[Records from a point-labeling set]
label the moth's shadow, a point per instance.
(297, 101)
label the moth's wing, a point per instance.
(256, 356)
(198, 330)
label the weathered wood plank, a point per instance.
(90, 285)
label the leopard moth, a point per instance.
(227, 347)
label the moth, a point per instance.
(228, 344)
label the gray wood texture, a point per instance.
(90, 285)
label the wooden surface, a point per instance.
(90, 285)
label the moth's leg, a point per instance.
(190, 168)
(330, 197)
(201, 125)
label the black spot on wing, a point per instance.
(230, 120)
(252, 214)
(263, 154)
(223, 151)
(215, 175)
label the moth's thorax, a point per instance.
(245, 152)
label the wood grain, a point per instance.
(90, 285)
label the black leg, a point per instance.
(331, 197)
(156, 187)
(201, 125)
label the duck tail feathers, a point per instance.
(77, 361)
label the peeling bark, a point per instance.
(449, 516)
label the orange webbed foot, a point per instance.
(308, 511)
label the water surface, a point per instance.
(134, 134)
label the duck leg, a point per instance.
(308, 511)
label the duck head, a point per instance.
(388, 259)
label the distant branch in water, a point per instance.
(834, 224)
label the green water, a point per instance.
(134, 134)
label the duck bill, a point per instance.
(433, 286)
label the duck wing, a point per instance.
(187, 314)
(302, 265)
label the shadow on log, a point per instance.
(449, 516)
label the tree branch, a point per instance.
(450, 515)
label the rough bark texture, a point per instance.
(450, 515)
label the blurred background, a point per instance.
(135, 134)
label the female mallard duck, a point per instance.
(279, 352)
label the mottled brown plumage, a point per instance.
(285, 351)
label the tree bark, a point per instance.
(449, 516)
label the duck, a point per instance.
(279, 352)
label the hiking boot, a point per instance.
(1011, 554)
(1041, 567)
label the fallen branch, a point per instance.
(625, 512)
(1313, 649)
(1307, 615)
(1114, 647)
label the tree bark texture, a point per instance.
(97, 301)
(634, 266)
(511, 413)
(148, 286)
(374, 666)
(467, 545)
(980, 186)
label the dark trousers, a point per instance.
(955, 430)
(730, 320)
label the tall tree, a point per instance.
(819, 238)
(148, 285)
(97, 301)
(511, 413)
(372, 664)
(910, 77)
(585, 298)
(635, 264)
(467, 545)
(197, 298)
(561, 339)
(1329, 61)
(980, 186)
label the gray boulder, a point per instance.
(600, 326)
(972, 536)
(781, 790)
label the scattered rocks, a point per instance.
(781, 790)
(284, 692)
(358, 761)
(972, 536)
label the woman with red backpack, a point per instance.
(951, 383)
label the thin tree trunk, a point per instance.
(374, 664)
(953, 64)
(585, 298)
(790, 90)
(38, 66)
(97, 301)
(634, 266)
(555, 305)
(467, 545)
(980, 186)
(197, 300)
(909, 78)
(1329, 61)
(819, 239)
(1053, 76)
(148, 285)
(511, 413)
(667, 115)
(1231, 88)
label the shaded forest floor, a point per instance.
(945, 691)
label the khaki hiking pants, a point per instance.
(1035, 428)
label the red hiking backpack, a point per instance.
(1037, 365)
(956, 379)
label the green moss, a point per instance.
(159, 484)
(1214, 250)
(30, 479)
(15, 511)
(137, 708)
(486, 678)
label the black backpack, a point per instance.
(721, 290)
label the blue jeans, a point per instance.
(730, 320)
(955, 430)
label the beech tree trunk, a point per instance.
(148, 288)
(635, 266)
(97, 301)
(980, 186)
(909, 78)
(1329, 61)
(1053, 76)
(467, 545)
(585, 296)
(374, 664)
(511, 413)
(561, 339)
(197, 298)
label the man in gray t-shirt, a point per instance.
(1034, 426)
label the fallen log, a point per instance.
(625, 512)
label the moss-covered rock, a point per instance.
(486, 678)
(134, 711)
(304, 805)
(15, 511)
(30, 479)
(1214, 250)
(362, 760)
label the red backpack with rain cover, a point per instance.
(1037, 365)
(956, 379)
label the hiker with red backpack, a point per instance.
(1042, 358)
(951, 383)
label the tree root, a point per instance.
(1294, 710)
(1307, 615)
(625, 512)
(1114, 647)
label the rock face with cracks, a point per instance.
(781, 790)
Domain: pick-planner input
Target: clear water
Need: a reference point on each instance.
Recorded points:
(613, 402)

_THE EXERCISE:_
Please turn all the records above into a JSON list of strings with one string for each line, leaving out any blank lines.

_COMPLETED TASK:_
[
  "label the moth's shadow, a point per instance.",
  "(297, 101)",
  "label the moth's wing, a point per instance.",
  "(256, 356)",
  "(198, 330)",
  "label the weathered wood plank, a point per instance.",
  "(90, 285)",
  "label the leopard moth, a point per instance.",
  "(227, 347)",
  "label the moth, a point per instance.",
  "(228, 344)",
  "label the gray wood texture, a point per instance.",
  "(90, 285)",
  "label the wooden surface, a point per instance.",
  "(90, 285)",
  "label the moth's leg, a point per instance.",
  "(190, 168)",
  "(330, 197)",
  "(201, 125)",
  "label the black spot on wing, a point per instance.",
  "(230, 120)",
  "(252, 214)",
  "(263, 154)",
  "(223, 151)",
  "(215, 175)",
  "label the moth's thorax, a point per instance.",
  "(245, 152)",
  "label the wood grain, a point per instance.",
  "(90, 285)",
  "label the black leg, a point per instance.",
  "(331, 197)",
  "(156, 187)",
  "(201, 125)",
  "label the duck tail feathers, a point per instance.",
  "(77, 361)",
  "label the peeling bark, a point per instance.",
  "(449, 516)",
  "label the orange webbed foot, a point per instance.",
  "(308, 511)",
  "label the water surface, a point per instance.",
  "(134, 134)",
  "label the duck leg, a point per instance.",
  "(308, 511)",
  "label the duck head, a point per instance.",
  "(388, 259)",
  "label the distant branch in water, a point per instance.",
  "(834, 224)",
  "label the green water, a point per instance.",
  "(134, 134)",
  "label the duck bill, a point per instance.",
  "(433, 286)",
  "label the duck wing, a point per instance.",
  "(187, 314)",
  "(302, 265)",
  "label the shadow on log, a point per instance.",
  "(449, 516)",
  "label the tree branch, a point per instance.",
  "(450, 515)",
  "label the rough bark texture, a point per instance.",
  "(450, 515)",
  "label the blurred background, a point per instance.",
  "(135, 134)",
  "label the female mallard duck, a point per instance.",
  "(279, 352)",
  "label the mottled brown plumage, a point per instance.",
  "(285, 351)",
  "label the tree bark, a point per instance.",
  "(449, 516)",
  "label the duck, a point per instance.",
  "(279, 352)",
  "label the hiking boot, a point per instance.",
  "(1011, 554)",
  "(1041, 567)",
  "label the fallen branch, a point per instance.",
  "(625, 512)",
  "(1313, 649)",
  "(1307, 615)",
  "(1114, 647)",
  "label the tree bark texture, a point per instance.",
  "(97, 301)",
  "(634, 266)",
  "(511, 413)",
  "(148, 286)",
  "(374, 666)",
  "(467, 545)",
  "(980, 186)",
  "label the dark trousers, a point per instance.",
  "(955, 430)",
  "(730, 320)",
  "label the tall tree, a point per instance.",
  "(819, 238)",
  "(148, 285)",
  "(97, 301)",
  "(511, 413)",
  "(372, 664)",
  "(910, 77)",
  "(585, 298)",
  "(635, 264)",
  "(467, 545)",
  "(197, 298)",
  "(561, 339)",
  "(1329, 61)",
  "(980, 186)",
  "label the gray boulder, a point per instance.",
  "(600, 326)",
  "(972, 536)",
  "(781, 790)",
  "label the scattered rocks, a point per instance.",
  "(781, 790)",
  "(284, 692)",
  "(358, 761)",
  "(972, 536)",
  "label the woman with red backpack, a point per instance.",
  "(951, 383)",
  "label the thin tree trunk, a point per instance.",
  "(374, 664)",
  "(953, 64)",
  "(585, 298)",
  "(790, 90)",
  "(38, 66)",
  "(97, 301)",
  "(634, 266)",
  "(555, 305)",
  "(467, 545)",
  "(980, 186)",
  "(197, 300)",
  "(909, 78)",
  "(1329, 61)",
  "(819, 239)",
  "(1053, 76)",
  "(148, 285)",
  "(511, 413)",
  "(667, 115)",
  "(1231, 88)",
  "label the shaded forest floor, a point per instance.",
  "(945, 691)",
  "label the khaki hiking pants, a point per instance.",
  "(1035, 428)",
  "label the red hiking backpack, a point per instance.",
  "(1037, 365)",
  "(956, 379)",
  "label the green moss, a point per instance.",
  "(159, 484)",
  "(1214, 250)",
  "(30, 479)",
  "(15, 511)",
  "(137, 708)",
  "(486, 678)",
  "label the black backpack, a point per instance.",
  "(721, 290)",
  "label the blue jeans, a point per instance.",
  "(730, 320)",
  "(955, 430)",
  "label the beech tree trunk, a point per instance.",
  "(148, 288)",
  "(635, 266)",
  "(97, 301)",
  "(980, 186)",
  "(909, 78)",
  "(1329, 61)",
  "(1053, 76)",
  "(467, 545)",
  "(585, 296)",
  "(374, 664)",
  "(511, 413)",
  "(561, 339)",
  "(197, 298)",
  "label the man in gray t-shirt, a point per instance.",
  "(1034, 426)",
  "label the fallen log, a point per instance.",
  "(625, 512)",
  "label the moss-covered rock, a point per instance.",
  "(486, 678)",
  "(134, 711)",
  "(304, 805)",
  "(15, 511)",
  "(30, 479)",
  "(1214, 250)",
  "(362, 760)",
  "label the red backpack with rain cover, a point per instance.",
  "(1037, 365)",
  "(956, 379)",
  "label the hiker with red backpack, a point per instance.",
  "(1042, 358)",
  "(951, 383)",
  "label the tree root, a point per instance.",
  "(1294, 710)",
  "(1307, 615)",
  "(625, 512)",
  "(1114, 647)",
  "label the rock face with cracks, a point per instance.",
  "(781, 790)",
  "Domain: pick-planner input",
  "Target: clear water",
  "Need: a reference point on each instance.",
  "Recorded points:",
  "(613, 402)"
]